[Location annotation dataset excerpts]
□ □ □ □

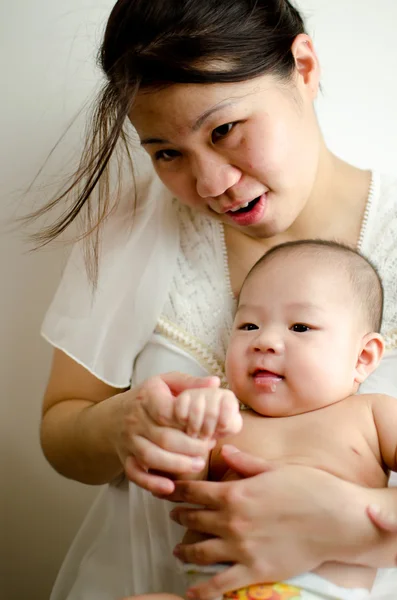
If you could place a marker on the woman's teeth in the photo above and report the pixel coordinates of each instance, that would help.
(239, 207)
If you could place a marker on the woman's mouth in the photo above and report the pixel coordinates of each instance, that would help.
(250, 213)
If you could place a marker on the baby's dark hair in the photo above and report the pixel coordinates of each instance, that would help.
(364, 277)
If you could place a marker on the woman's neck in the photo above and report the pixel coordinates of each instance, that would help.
(334, 210)
(336, 205)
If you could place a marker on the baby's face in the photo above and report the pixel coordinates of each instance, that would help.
(296, 337)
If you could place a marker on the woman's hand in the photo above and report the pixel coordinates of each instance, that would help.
(281, 521)
(147, 436)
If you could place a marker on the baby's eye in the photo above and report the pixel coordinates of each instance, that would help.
(300, 328)
(166, 155)
(222, 131)
(248, 327)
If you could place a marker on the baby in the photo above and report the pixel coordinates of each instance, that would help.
(305, 336)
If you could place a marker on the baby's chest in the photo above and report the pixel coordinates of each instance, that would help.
(331, 443)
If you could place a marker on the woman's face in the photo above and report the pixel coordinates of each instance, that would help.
(245, 153)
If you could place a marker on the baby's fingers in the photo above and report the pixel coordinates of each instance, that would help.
(230, 421)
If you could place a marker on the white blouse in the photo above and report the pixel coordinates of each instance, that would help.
(163, 302)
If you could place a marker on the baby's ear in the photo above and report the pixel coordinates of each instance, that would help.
(372, 349)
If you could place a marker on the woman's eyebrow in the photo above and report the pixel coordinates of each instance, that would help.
(197, 124)
(202, 118)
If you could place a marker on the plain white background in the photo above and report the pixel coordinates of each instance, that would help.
(47, 73)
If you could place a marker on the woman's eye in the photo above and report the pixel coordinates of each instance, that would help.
(166, 155)
(248, 327)
(300, 328)
(222, 131)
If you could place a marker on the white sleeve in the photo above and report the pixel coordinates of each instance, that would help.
(105, 329)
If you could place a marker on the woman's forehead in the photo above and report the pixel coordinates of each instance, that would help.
(189, 105)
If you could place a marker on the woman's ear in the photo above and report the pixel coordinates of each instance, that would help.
(306, 63)
(372, 349)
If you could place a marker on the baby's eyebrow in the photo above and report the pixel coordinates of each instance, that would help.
(305, 305)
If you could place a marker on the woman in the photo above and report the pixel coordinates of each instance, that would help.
(221, 96)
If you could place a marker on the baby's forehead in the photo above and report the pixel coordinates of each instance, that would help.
(300, 280)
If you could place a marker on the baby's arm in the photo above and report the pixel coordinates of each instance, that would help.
(384, 410)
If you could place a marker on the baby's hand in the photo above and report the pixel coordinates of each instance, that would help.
(208, 413)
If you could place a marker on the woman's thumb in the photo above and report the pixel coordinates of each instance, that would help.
(243, 463)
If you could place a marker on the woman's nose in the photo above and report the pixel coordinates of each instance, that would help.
(214, 176)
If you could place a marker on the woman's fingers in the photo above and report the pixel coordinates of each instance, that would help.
(383, 520)
(245, 464)
(153, 456)
(153, 483)
(207, 552)
(198, 520)
(207, 493)
(178, 442)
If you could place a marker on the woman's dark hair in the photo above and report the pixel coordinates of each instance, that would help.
(153, 43)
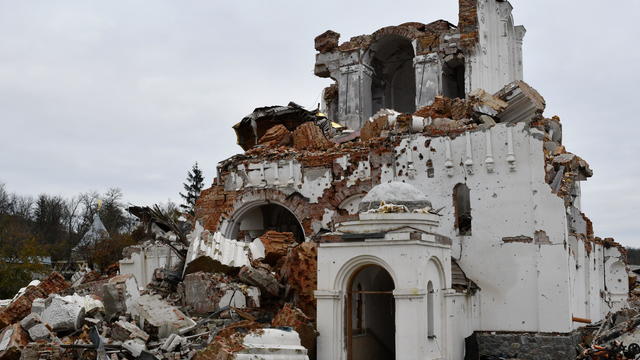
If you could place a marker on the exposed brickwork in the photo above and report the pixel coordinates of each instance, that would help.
(308, 136)
(300, 272)
(302, 324)
(468, 23)
(327, 41)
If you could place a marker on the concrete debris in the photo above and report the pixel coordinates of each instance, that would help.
(272, 344)
(124, 330)
(277, 136)
(524, 103)
(309, 136)
(206, 293)
(260, 277)
(254, 126)
(276, 245)
(119, 294)
(327, 41)
(40, 332)
(21, 306)
(214, 253)
(294, 318)
(615, 337)
(62, 313)
(12, 339)
(135, 347)
(141, 260)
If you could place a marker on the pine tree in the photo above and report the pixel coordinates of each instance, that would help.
(193, 187)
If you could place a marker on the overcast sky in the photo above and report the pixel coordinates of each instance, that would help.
(129, 94)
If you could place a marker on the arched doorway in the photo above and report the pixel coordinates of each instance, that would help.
(393, 84)
(370, 315)
(253, 221)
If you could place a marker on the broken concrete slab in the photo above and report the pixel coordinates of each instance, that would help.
(12, 340)
(124, 330)
(119, 294)
(63, 314)
(278, 135)
(327, 41)
(289, 316)
(135, 347)
(40, 332)
(255, 125)
(276, 245)
(21, 306)
(30, 321)
(309, 136)
(525, 103)
(485, 103)
(260, 277)
(300, 271)
(214, 253)
(158, 318)
(172, 342)
(206, 293)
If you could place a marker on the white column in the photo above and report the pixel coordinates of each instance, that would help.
(354, 95)
(428, 70)
(330, 323)
(411, 323)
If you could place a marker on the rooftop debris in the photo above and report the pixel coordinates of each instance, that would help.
(256, 125)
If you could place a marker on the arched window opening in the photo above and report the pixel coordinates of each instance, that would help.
(462, 208)
(393, 85)
(431, 329)
(453, 83)
(371, 315)
(262, 218)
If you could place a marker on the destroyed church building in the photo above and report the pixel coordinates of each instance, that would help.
(440, 198)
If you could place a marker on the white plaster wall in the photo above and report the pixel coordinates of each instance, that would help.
(142, 264)
(497, 59)
(409, 264)
(463, 317)
(514, 198)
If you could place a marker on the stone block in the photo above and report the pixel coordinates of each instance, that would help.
(123, 330)
(260, 277)
(63, 314)
(30, 321)
(120, 292)
(12, 340)
(21, 306)
(158, 318)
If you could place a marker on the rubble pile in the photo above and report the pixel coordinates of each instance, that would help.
(257, 308)
(615, 337)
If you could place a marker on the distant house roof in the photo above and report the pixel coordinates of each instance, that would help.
(96, 232)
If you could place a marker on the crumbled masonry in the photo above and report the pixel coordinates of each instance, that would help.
(428, 209)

□ □ □ □

Find "If you could place a marker on the stone" in the data above, then repeat that line and all lines after it exactly, ending with the final line.

• [SOLUTION BELOW]
If you could place a marker on the stone block in the photo above and report the pixel coordinates of each instance, that would help.
(123, 330)
(260, 277)
(63, 314)
(30, 321)
(120, 292)
(12, 340)
(21, 306)
(158, 318)
If you could place a marker on the rubble pile in the photo above and report the pixel coordinates of each instance, that would help.
(257, 308)
(615, 337)
If you could place a marker on the distant house roof in the photo above and report the pixel coordinates of each instance, that would help.
(96, 232)
If you could place a marker on the crumbled masonry in the photo above and report the pixel coordinates of each instance, that would help.
(428, 209)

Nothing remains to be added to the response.